>>>

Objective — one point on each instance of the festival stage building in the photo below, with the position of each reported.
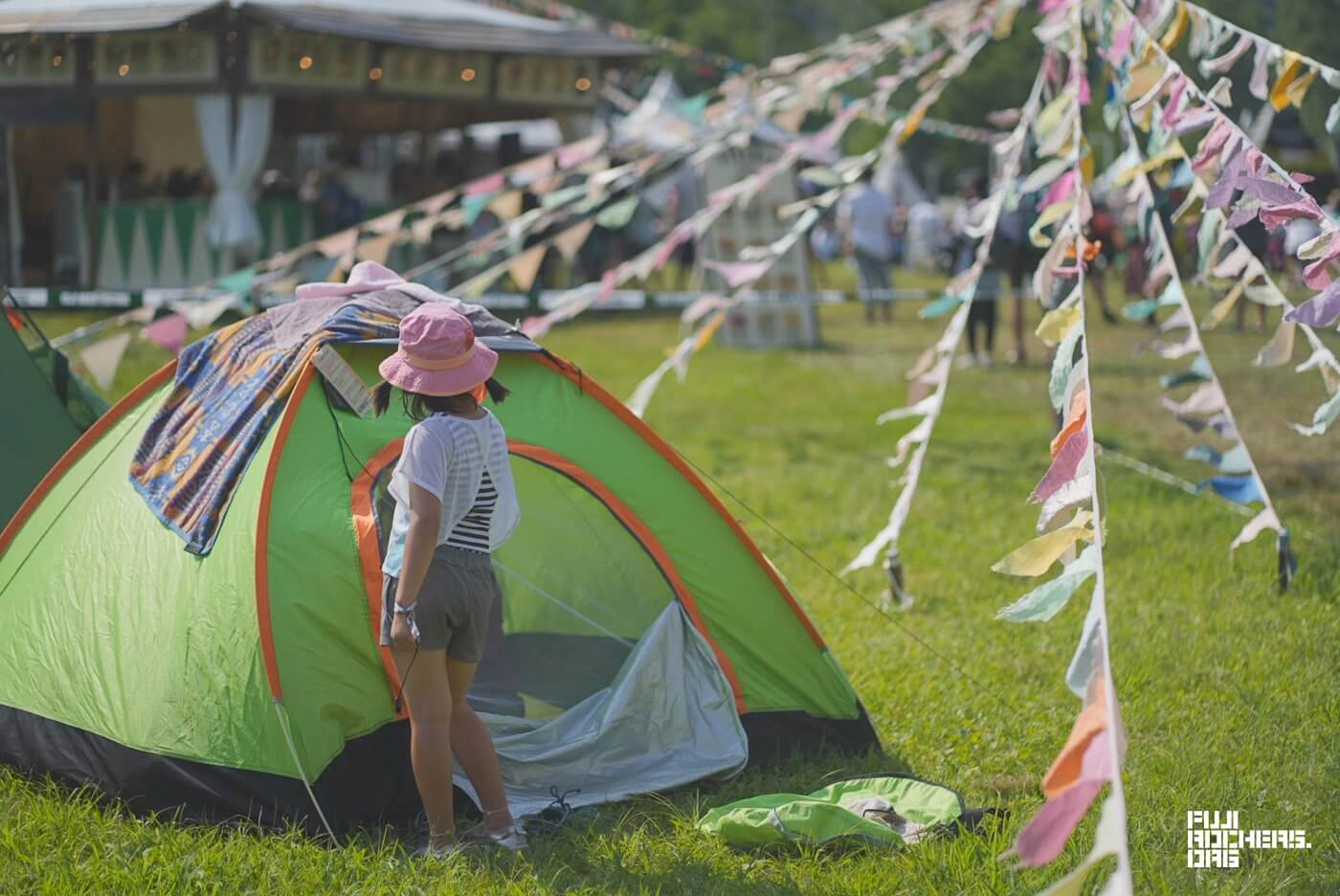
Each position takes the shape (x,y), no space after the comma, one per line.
(134,136)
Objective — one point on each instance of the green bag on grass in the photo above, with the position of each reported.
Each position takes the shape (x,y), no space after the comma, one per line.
(880,808)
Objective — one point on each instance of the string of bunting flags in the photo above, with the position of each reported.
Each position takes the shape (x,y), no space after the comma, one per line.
(1208,406)
(458,208)
(1273,195)
(928,375)
(756,260)
(1072,512)
(589,295)
(1226,150)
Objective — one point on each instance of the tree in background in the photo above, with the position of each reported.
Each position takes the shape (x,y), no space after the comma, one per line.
(753,31)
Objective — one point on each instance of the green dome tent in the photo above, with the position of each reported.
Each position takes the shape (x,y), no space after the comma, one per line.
(44,399)
(643,640)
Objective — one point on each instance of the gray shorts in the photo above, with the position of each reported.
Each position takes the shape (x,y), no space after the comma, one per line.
(455,604)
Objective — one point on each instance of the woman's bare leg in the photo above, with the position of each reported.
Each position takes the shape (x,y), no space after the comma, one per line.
(429,700)
(473,748)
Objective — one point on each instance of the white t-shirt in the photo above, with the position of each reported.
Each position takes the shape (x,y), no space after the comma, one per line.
(446,456)
(870,214)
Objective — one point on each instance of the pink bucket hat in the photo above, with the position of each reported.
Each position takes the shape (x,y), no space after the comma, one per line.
(438,354)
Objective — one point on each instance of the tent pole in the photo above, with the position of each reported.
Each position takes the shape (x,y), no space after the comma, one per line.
(90,260)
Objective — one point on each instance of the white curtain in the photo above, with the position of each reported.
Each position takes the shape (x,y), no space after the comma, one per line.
(234,162)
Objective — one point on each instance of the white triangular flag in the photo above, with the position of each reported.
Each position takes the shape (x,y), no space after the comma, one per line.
(525,265)
(102,359)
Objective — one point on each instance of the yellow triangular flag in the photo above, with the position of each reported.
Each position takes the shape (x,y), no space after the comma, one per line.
(1143,79)
(525,265)
(1038,556)
(1174,34)
(793,118)
(1288,73)
(1299,89)
(911,123)
(1058,322)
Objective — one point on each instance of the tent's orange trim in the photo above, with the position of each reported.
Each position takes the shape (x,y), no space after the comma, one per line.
(267,490)
(127,402)
(618,409)
(368,553)
(646,537)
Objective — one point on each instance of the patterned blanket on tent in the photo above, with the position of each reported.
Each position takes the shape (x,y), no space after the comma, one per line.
(228,390)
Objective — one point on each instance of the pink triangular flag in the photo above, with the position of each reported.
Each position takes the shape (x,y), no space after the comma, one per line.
(168,332)
(737,274)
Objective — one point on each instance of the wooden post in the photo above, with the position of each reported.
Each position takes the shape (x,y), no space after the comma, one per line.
(93,184)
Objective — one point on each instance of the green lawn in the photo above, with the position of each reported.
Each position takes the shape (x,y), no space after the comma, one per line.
(1228,688)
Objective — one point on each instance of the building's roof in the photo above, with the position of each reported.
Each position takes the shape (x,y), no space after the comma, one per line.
(446,24)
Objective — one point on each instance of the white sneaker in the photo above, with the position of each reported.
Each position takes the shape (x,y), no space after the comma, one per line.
(429,851)
(511,838)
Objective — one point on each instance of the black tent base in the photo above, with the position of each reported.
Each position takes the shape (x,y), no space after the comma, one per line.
(361,788)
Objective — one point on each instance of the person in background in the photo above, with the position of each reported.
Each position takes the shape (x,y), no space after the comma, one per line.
(683,201)
(1257,240)
(1105,231)
(1011,251)
(455,505)
(824,240)
(867,221)
(981,315)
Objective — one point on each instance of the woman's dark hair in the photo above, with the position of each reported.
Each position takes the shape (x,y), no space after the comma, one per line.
(418,408)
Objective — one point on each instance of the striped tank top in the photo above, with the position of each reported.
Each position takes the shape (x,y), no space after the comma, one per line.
(472,533)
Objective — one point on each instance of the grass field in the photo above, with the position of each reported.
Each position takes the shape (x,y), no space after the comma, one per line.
(1228,688)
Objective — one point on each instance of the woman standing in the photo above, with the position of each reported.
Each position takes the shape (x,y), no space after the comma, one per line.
(455,504)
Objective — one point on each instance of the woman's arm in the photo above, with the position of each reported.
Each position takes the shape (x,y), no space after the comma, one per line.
(419,544)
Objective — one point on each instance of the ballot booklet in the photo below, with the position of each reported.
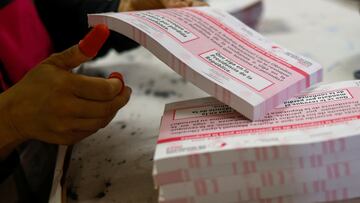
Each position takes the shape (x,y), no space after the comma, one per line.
(304,150)
(219,54)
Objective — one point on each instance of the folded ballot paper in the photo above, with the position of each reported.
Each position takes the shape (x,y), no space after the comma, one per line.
(219,54)
(304,150)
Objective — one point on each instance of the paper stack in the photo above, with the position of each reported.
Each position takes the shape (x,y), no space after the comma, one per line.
(220,55)
(305,150)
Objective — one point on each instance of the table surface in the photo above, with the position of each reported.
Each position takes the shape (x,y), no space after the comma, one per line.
(115,164)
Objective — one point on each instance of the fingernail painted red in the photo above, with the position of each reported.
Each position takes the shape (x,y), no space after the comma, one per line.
(94,40)
(118,76)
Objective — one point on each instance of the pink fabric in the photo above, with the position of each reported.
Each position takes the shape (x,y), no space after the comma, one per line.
(24,41)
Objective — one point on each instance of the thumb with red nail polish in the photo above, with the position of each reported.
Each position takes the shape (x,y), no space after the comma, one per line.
(117,75)
(84,51)
(54,105)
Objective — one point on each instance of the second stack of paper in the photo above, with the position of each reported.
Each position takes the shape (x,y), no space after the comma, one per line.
(303,151)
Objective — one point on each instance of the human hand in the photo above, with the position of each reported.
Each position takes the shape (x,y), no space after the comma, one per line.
(53,105)
(134,5)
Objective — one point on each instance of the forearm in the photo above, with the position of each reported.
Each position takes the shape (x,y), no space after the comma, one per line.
(9,138)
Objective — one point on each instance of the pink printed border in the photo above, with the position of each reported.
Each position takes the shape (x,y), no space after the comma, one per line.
(258,130)
(252,46)
(169,34)
(234,76)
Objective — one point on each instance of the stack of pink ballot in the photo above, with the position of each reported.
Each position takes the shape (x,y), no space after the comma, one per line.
(305,150)
(220,55)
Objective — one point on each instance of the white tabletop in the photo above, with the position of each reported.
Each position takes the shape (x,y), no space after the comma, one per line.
(115,164)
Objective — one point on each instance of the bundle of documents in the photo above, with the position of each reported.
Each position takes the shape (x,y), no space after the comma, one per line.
(299,147)
(305,150)
(219,54)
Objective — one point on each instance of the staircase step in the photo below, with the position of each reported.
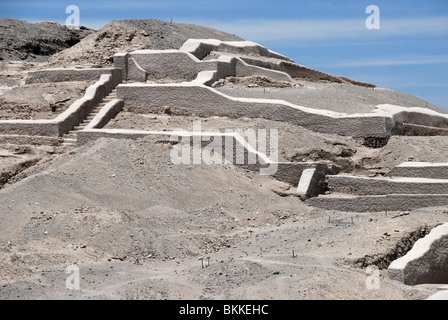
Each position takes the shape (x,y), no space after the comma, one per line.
(383,186)
(392,202)
(420,170)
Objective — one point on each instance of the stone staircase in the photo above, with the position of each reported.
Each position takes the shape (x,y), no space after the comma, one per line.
(406,187)
(70,139)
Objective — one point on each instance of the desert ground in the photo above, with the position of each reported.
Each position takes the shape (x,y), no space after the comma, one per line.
(140,227)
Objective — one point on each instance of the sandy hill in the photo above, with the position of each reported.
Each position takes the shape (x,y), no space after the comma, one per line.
(21,40)
(127,35)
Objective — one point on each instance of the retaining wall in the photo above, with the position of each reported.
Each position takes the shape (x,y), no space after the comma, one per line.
(384,186)
(200,48)
(290,172)
(420,170)
(69,74)
(426,262)
(66,121)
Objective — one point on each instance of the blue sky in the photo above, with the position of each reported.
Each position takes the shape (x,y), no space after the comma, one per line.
(409,52)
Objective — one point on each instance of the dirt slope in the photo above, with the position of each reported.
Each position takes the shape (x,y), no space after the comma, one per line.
(20,40)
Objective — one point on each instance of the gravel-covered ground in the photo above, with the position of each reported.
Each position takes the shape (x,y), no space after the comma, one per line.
(136,225)
(139,227)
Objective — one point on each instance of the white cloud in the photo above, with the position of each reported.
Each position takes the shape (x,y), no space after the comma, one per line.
(397,61)
(280,30)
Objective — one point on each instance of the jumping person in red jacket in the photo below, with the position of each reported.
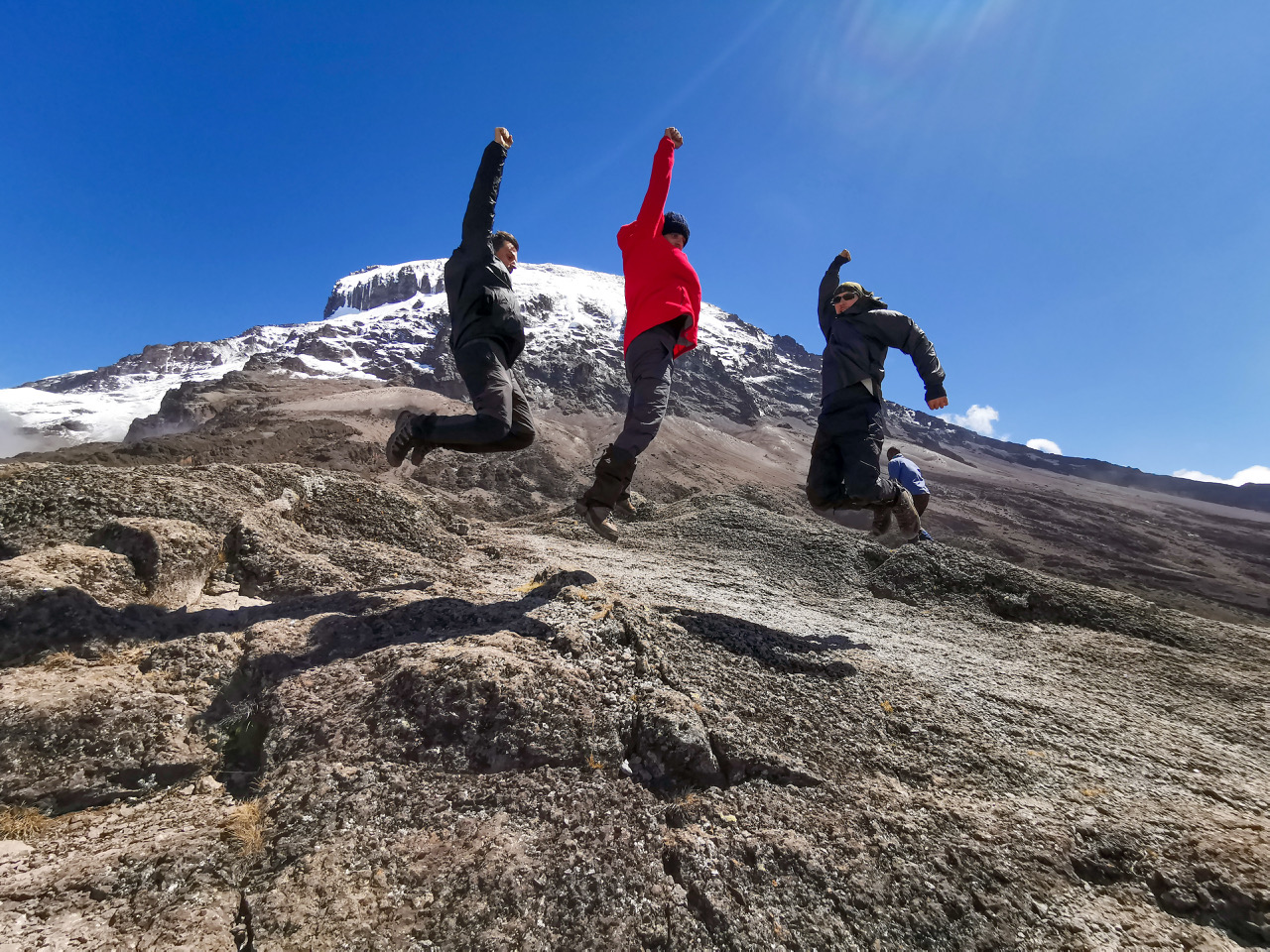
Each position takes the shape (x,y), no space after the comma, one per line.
(663,306)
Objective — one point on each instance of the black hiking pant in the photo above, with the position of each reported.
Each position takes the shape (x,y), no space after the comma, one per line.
(846,470)
(502,421)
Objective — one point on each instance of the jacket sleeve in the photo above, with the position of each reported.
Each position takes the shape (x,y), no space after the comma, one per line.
(479,220)
(828,285)
(649,218)
(899,331)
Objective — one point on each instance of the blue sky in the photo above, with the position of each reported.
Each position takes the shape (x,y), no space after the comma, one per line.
(1070,198)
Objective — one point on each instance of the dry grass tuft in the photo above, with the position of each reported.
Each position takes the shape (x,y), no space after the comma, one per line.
(22,823)
(248,824)
(125,654)
(59,660)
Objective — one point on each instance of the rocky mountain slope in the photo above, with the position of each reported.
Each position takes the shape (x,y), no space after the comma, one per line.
(261,692)
(390,324)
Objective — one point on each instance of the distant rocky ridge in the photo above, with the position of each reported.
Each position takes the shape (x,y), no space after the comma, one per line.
(391,324)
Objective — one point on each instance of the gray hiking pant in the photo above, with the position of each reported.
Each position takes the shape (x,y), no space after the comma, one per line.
(649,361)
(502,421)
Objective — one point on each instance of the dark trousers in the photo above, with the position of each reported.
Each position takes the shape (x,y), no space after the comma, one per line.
(502,421)
(649,361)
(846,470)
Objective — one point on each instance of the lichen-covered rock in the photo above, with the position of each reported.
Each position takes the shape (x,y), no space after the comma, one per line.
(268,556)
(671,747)
(173,557)
(924,575)
(107,576)
(79,735)
(66,594)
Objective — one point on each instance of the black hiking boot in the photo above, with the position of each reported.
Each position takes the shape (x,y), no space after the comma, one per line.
(597,518)
(881,521)
(422,428)
(402,439)
(612,476)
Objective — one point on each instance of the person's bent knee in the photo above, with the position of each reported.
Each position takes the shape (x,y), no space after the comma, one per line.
(498,428)
(520,439)
(818,500)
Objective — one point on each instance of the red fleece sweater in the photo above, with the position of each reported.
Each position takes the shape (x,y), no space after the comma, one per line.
(661,285)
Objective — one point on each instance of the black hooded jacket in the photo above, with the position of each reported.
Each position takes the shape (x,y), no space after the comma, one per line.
(477,285)
(856,344)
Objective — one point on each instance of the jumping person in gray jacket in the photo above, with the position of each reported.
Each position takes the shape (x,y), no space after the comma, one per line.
(846,471)
(485,335)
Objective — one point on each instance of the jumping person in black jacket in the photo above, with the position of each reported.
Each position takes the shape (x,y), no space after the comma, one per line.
(846,471)
(485,335)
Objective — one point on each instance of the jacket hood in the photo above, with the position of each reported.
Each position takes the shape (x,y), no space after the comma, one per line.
(865,304)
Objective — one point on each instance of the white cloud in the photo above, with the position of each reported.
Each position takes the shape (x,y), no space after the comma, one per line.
(976,417)
(1254,474)
(1046,445)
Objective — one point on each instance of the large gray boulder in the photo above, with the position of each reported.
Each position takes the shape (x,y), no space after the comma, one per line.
(172,557)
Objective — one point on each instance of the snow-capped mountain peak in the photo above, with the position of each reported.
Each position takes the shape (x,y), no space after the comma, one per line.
(391,322)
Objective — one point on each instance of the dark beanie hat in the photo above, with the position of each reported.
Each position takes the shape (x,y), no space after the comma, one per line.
(849,287)
(676,225)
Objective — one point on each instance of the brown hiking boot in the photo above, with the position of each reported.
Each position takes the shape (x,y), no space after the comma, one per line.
(906,516)
(402,439)
(597,518)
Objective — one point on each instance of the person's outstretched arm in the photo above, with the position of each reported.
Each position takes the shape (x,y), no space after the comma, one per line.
(658,184)
(899,331)
(479,220)
(828,285)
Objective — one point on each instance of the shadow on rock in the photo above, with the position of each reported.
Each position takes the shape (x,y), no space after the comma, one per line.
(920,575)
(780,651)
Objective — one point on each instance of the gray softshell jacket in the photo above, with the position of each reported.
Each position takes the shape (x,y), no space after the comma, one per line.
(477,285)
(856,344)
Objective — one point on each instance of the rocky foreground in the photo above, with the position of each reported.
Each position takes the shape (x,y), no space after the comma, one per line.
(264,706)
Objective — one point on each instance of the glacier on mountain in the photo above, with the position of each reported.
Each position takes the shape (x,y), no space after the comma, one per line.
(391,322)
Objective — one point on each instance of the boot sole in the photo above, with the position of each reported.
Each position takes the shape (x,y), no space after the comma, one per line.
(584,513)
(403,417)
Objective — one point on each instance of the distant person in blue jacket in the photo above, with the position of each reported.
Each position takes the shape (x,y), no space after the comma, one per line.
(905,472)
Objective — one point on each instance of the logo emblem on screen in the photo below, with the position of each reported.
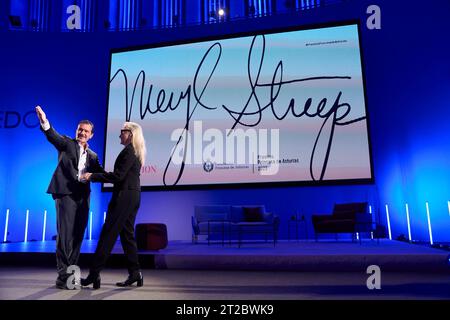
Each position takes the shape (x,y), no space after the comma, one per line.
(208,166)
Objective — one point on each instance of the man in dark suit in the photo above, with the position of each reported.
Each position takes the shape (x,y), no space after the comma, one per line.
(70,192)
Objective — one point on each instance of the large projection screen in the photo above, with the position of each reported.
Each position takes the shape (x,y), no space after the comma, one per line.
(277,107)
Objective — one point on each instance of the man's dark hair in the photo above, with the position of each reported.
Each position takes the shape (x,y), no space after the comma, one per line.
(87,122)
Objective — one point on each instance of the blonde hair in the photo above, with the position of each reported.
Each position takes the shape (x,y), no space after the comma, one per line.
(137,140)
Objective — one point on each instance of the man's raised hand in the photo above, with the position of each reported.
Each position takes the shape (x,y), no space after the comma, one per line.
(41,114)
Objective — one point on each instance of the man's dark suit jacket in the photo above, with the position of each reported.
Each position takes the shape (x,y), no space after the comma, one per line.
(126,172)
(65,178)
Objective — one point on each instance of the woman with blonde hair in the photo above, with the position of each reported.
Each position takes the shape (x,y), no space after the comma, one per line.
(122,208)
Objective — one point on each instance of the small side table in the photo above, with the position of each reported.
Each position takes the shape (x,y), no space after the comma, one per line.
(295,223)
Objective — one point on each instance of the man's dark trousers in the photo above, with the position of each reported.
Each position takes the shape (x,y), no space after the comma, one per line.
(72,214)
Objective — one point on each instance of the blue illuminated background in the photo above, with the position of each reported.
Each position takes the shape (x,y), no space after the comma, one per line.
(407,73)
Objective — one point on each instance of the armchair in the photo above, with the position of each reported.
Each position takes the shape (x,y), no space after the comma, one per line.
(346,218)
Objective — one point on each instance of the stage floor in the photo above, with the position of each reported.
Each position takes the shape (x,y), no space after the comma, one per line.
(324,255)
(27,283)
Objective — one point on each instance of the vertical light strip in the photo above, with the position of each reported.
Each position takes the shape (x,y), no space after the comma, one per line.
(429,223)
(90,226)
(389,222)
(25,239)
(407,220)
(6,226)
(45,223)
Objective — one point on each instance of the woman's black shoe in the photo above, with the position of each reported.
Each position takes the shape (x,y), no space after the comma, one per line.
(91,278)
(137,277)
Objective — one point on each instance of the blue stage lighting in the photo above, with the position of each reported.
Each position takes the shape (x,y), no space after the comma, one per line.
(429,223)
(43,227)
(407,220)
(389,222)
(6,225)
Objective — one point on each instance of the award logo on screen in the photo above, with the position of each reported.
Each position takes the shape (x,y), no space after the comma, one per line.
(208,166)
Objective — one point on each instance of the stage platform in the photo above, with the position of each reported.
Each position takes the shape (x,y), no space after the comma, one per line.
(324,255)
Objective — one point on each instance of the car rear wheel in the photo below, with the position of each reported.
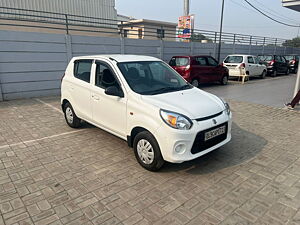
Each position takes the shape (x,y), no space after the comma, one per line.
(147,151)
(195,83)
(263,75)
(70,116)
(224,80)
(287,71)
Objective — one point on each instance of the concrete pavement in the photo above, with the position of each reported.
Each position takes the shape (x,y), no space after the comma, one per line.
(52,174)
(270,91)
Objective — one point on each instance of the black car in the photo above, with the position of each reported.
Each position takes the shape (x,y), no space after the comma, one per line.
(293,61)
(275,64)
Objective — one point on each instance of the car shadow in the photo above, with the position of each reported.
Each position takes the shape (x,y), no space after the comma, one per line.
(243,147)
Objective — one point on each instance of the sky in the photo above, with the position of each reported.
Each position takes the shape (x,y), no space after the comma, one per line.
(238,16)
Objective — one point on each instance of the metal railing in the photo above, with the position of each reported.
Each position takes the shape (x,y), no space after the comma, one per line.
(69,23)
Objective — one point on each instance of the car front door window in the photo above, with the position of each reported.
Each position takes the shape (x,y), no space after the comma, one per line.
(108,111)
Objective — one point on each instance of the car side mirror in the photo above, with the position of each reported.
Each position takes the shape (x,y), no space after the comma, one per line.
(114,91)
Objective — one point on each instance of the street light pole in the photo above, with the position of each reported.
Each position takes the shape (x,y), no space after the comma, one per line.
(221,29)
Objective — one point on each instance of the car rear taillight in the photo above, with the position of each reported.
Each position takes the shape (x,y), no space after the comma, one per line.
(187,67)
(62,77)
(243,65)
(271,63)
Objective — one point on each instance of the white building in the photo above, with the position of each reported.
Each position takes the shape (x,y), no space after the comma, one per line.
(92,8)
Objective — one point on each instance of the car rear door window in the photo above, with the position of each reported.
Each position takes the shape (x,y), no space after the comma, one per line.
(250,59)
(179,61)
(278,58)
(211,61)
(201,61)
(82,70)
(104,76)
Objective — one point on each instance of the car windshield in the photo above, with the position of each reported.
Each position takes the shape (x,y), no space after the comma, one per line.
(265,58)
(152,77)
(233,59)
(179,61)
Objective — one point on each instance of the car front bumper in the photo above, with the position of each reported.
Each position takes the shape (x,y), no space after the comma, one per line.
(169,139)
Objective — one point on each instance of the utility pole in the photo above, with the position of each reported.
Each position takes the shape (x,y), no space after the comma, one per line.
(221,29)
(186,9)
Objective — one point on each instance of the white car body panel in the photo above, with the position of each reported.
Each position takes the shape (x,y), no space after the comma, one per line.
(120,116)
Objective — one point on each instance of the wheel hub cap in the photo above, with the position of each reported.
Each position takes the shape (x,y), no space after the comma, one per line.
(69,115)
(145,151)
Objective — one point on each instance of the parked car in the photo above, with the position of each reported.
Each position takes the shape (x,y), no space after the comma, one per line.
(293,61)
(141,99)
(199,69)
(275,64)
(239,65)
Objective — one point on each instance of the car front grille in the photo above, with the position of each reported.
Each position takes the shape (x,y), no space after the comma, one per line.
(201,145)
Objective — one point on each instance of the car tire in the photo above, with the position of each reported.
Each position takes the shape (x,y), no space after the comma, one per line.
(147,151)
(224,80)
(263,75)
(287,71)
(195,83)
(70,116)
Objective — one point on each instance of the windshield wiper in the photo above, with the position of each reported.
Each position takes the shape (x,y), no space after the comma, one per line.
(168,89)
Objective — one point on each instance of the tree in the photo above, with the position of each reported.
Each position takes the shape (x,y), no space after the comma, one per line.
(295,42)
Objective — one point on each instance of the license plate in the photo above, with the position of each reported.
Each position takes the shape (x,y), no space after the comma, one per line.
(214,133)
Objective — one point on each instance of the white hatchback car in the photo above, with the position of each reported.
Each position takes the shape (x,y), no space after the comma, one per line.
(239,65)
(141,99)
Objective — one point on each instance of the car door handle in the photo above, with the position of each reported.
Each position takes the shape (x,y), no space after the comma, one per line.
(95,97)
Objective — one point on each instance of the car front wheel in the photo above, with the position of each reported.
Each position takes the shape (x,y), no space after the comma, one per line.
(70,116)
(147,151)
(224,80)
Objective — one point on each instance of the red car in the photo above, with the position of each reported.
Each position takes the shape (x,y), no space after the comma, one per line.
(199,69)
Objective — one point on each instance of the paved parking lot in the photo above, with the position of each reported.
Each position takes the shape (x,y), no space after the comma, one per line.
(52,174)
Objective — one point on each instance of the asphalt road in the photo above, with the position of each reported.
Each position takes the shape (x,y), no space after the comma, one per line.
(270,91)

<<<

**PROMPT:** Print again the material above, limited to the lines from the one holding "Objective — one point on each instance of the car door" through the last, inclusive.

**EXERCISE ANSWER:**
Objective — one point on each instance of the car door handle in the photo above, with the position of each reported.
Each position takes the shape (x,y), no space after the comma, one per line.
(95,97)
Objective — one point on each instance of the car front wheel in the photo above, with the position of each reported.
Each position takes the shape (x,y), no space after the comma, one per line.
(70,116)
(147,151)
(224,80)
Objective — one point on each instance of the red car in the photo above, with the position of each reported.
Each position takes the shape (x,y), no space after the comma, one per line.
(199,69)
Objective — one point on each instance of the paved parking lot in the photo above, with the position of each reported.
Each position takes the shape (x,y), no space after the comma, one per line.
(52,174)
Objective — one point on each instance of the asphalt road in the photo above, with the position of each reported.
Each position takes the shape (x,y), no space after the comma, one per line.
(270,91)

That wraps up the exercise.